*Try it*: Please copy the passage on the South Atlantic Anomaly word for word, everything from "The South Atlantic Anomaly (SAA)" down to "low-Earth orbit altitudes.".

*Extract to read*:
This vast, developing phenomenon, called the South Atlantic Anomaly, has intrigued and concerned scientists for years, and perhaps none more so than NASA researchers. The space agency's satellites and spacecraft are particularly vulnerable to the weakened magnetic field strength within the anomaly, and the resulting exposure to charged particles from the Sun.
The South Atlantic Anomaly (SAA) – likened by NASA to a 'dent' in Earth's magnetic field, or a kind of 'pothole in space' – generally doesn't affect life on Earth, but the same can't be said for orbital spacecraft (including the International Space Station), which pass directly through the anomaly as they loop around the planet at low-Earth orbit altitudes.
During these encounters, the reduced magnetic field strength inside the anomaly means technological systems onboard satellites can short-circuit and malfunction if they become struck by high-energy protons emanating from the Sun.
"The magnetic field is actually a superposition of fields from many current sources," explains geophysicist Terry Sabaka from NASA's Goddard Space Flight Centre in Greenbelt, Maryland.
The primary source is considered to be a swirling ocean of molten iron inside Earth's outer core, thousands of kilometres below the ground. The movement of that mass generates electrical currents that create Earth's magnetic field, but not necessarily uniformly, it seems.
A huge reservoir of dense rock called the African Large Low Shear Velocity Province, located about 2,900 kilometres (1,800 miles) below the African continent, disturbs the field's generation, resulting in the dramatic weakening effect – which is aided by the tilt of the planet's magnetic axis.
"The observed SAA can be also interpreted as a consequence of weakening dominance of the dipole field in the region," says NASA Goddard geophysicist and mathematician Weijia Kuang.

Grounding data backed by images:
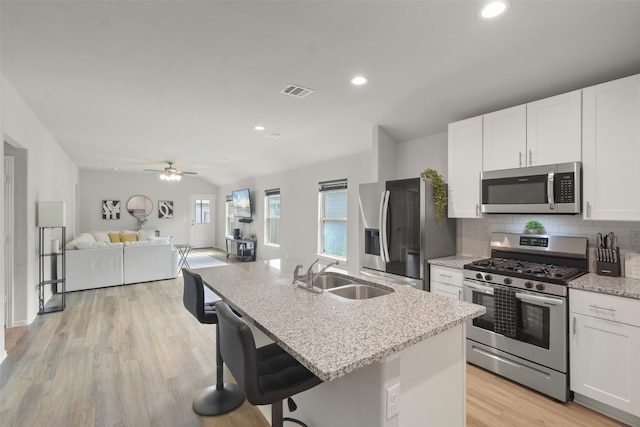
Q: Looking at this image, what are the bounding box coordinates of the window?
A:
[264,188,280,246]
[224,196,235,236]
[318,179,347,259]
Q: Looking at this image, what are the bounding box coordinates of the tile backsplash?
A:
[458,214,640,270]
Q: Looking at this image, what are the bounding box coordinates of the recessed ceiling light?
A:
[351,76,369,86]
[480,0,509,19]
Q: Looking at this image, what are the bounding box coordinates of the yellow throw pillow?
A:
[120,233,138,242]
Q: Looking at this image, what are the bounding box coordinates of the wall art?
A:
[102,200,120,219]
[158,200,173,219]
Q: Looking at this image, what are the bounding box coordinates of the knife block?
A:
[596,248,622,277]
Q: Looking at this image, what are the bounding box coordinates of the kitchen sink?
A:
[327,284,393,299]
[313,274,353,289]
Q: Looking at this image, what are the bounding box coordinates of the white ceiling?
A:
[0,0,640,185]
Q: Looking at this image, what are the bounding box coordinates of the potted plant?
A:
[422,169,448,222]
[524,220,544,234]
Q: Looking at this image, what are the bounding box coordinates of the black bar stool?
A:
[215,301,322,427]
[182,268,245,415]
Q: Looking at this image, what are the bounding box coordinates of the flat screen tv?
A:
[231,188,251,218]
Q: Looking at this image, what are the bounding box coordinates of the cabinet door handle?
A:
[589,304,616,313]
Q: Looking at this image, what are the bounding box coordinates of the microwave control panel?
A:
[555,172,575,203]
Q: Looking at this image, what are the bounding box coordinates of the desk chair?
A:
[182,268,245,416]
[215,301,322,427]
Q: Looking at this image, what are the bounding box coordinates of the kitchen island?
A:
[197,260,485,427]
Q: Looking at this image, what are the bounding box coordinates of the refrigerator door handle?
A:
[380,190,389,262]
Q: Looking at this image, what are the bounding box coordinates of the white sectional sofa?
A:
[66,232,178,291]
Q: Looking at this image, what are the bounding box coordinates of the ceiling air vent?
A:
[280,85,313,98]
[264,132,282,139]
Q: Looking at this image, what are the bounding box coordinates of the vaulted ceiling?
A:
[0,0,640,185]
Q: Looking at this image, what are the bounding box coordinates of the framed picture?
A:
[158,200,173,219]
[102,200,120,219]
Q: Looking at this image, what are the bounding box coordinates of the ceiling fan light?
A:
[480,0,509,19]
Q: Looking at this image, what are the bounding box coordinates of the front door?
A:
[189,194,215,248]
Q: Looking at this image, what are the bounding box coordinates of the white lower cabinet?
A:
[429,265,464,300]
[569,289,640,425]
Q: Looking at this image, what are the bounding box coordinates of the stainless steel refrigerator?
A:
[359,178,456,291]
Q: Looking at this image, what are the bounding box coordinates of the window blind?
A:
[318,178,347,191]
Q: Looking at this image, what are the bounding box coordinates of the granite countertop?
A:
[568,273,640,299]
[197,259,485,381]
[427,255,482,270]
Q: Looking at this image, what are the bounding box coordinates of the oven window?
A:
[472,292,551,350]
[516,301,550,350]
[473,292,495,331]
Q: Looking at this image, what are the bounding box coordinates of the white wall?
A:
[79,169,216,243]
[0,55,7,363]
[396,132,447,179]
[216,152,372,271]
[2,76,78,324]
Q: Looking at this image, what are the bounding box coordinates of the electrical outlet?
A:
[387,384,400,420]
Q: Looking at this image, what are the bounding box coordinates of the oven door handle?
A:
[516,292,564,306]
[547,172,556,210]
[464,282,493,295]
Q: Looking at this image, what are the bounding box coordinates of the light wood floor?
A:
[0,249,622,427]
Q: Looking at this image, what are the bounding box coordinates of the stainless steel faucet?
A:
[307,260,340,288]
[291,264,302,285]
[292,259,340,294]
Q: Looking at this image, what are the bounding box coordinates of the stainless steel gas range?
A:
[463,233,588,402]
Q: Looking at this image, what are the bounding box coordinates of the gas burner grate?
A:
[472,258,584,281]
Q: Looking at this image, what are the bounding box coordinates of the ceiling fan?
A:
[145,162,198,181]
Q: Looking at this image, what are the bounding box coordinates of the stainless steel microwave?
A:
[482,162,582,214]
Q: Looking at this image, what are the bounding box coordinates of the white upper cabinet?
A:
[582,75,640,221]
[527,90,582,166]
[447,116,482,218]
[483,90,582,171]
[482,105,527,171]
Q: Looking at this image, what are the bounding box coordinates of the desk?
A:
[173,243,193,271]
[225,237,256,261]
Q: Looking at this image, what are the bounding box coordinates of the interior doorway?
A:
[3,156,15,328]
[189,194,215,248]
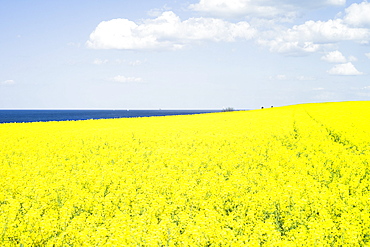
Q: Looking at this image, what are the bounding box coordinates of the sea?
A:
[0,110,220,123]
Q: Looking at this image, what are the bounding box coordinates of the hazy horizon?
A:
[0,0,370,110]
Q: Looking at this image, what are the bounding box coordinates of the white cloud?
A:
[348,56,358,62]
[321,51,347,63]
[189,0,346,19]
[269,75,288,81]
[328,62,363,75]
[128,60,143,66]
[93,58,108,65]
[0,80,15,85]
[86,11,256,50]
[296,75,316,81]
[344,1,370,27]
[257,19,370,55]
[111,75,143,83]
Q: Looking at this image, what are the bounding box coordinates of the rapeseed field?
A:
[0,102,370,246]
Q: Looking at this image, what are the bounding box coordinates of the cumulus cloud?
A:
[0,80,15,85]
[343,2,370,27]
[86,11,256,50]
[328,62,363,75]
[93,58,108,65]
[296,75,316,81]
[321,51,347,63]
[257,19,370,55]
[111,75,143,83]
[189,0,346,19]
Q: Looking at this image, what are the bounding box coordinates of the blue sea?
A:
[0,110,220,123]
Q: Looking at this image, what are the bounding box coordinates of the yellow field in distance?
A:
[0,101,370,247]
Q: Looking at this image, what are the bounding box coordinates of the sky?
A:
[0,0,370,109]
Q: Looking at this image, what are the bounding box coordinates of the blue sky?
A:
[0,0,370,109]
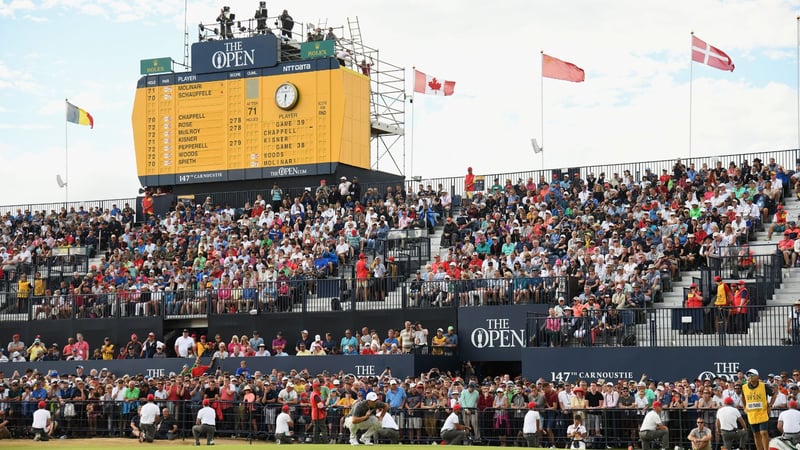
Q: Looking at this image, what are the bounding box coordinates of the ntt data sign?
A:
[192,34,278,73]
[458,305,547,361]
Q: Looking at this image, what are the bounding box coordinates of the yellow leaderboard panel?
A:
[132,59,370,186]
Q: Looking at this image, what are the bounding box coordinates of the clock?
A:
[275,83,300,111]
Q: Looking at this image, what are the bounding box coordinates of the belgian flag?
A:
[67,102,94,128]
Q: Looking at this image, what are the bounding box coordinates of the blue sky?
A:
[0,0,800,204]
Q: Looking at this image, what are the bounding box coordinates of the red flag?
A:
[414,69,456,95]
[692,35,734,72]
[542,53,586,83]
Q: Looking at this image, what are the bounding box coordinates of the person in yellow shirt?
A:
[17,273,33,313]
[100,337,114,361]
[431,328,447,355]
[714,276,730,333]
[742,369,775,450]
[33,272,47,297]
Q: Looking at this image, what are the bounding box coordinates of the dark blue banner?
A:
[521,346,798,382]
[192,34,279,73]
[456,305,548,361]
[12,355,418,378]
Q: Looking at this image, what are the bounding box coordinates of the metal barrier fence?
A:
[0,400,782,449]
[527,303,800,347]
[6,149,800,223]
[406,149,800,200]
[0,277,566,321]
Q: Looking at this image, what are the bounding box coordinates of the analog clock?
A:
[275,83,300,111]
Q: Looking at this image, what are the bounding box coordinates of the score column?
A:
[144,79,159,176]
[244,76,262,180]
[225,72,246,179]
[156,85,175,175]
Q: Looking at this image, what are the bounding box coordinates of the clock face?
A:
[275,83,299,110]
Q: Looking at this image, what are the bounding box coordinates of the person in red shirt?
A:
[686,283,703,308]
[464,167,475,200]
[356,253,369,302]
[778,230,797,268]
[309,381,328,444]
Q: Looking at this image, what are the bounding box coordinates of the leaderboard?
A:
[132,40,370,186]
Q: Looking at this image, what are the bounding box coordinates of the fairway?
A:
[0,438,524,450]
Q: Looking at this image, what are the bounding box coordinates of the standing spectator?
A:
[567,414,586,449]
[687,416,711,450]
[639,401,668,450]
[309,381,328,444]
[742,369,775,450]
[31,400,52,441]
[6,333,24,355]
[139,394,160,442]
[464,167,475,200]
[778,400,800,446]
[175,328,194,358]
[716,397,747,450]
[440,403,469,445]
[192,398,217,446]
[275,405,294,444]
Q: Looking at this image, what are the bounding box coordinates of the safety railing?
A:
[0,400,786,448]
[0,276,567,321]
[527,302,800,347]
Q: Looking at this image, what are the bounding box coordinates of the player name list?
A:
[146,78,330,175]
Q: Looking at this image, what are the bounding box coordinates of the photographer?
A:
[217,6,236,39]
[275,9,294,39]
[567,414,586,449]
[440,403,469,445]
[253,2,267,34]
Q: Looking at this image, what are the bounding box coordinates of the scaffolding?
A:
[198,16,406,175]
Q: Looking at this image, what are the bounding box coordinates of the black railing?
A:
[6,149,800,223]
[0,277,566,321]
[0,400,785,448]
[406,149,800,196]
[528,301,800,347]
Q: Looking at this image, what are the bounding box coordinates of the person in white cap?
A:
[716,397,747,450]
[778,400,800,446]
[440,403,469,445]
[344,392,382,445]
[742,369,774,450]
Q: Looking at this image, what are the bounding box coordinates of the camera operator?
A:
[441,403,469,445]
[275,9,294,40]
[217,6,236,39]
[253,2,267,34]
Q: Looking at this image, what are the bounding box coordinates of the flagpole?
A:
[408,66,417,178]
[689,31,694,162]
[64,98,69,207]
[539,50,546,171]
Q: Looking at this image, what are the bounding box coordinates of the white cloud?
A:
[0,0,798,201]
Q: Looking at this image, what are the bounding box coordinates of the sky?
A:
[0,0,800,205]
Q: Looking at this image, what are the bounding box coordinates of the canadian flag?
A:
[692,36,734,72]
[414,69,456,96]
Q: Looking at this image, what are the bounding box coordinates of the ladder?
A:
[347,16,367,65]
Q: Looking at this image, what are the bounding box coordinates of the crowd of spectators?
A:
[0,159,800,319]
[0,321,458,363]
[0,360,800,448]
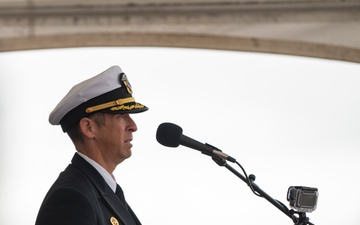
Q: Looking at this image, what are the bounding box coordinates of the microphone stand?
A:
[212,156,314,225]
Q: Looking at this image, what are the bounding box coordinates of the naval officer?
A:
[36,66,148,225]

*Final answer*:
The South Atlantic Anomaly (SAA) – likened by NASA to a 'dent' in Earth's magnetic field, or a kind of 'pothole in space' – generally doesn't affect life on Earth, but the same can't be said for orbital spacecraft (including the International Space Station), which pass directly through the anomaly as they loop around the planet at low-Earth orbit altitudes.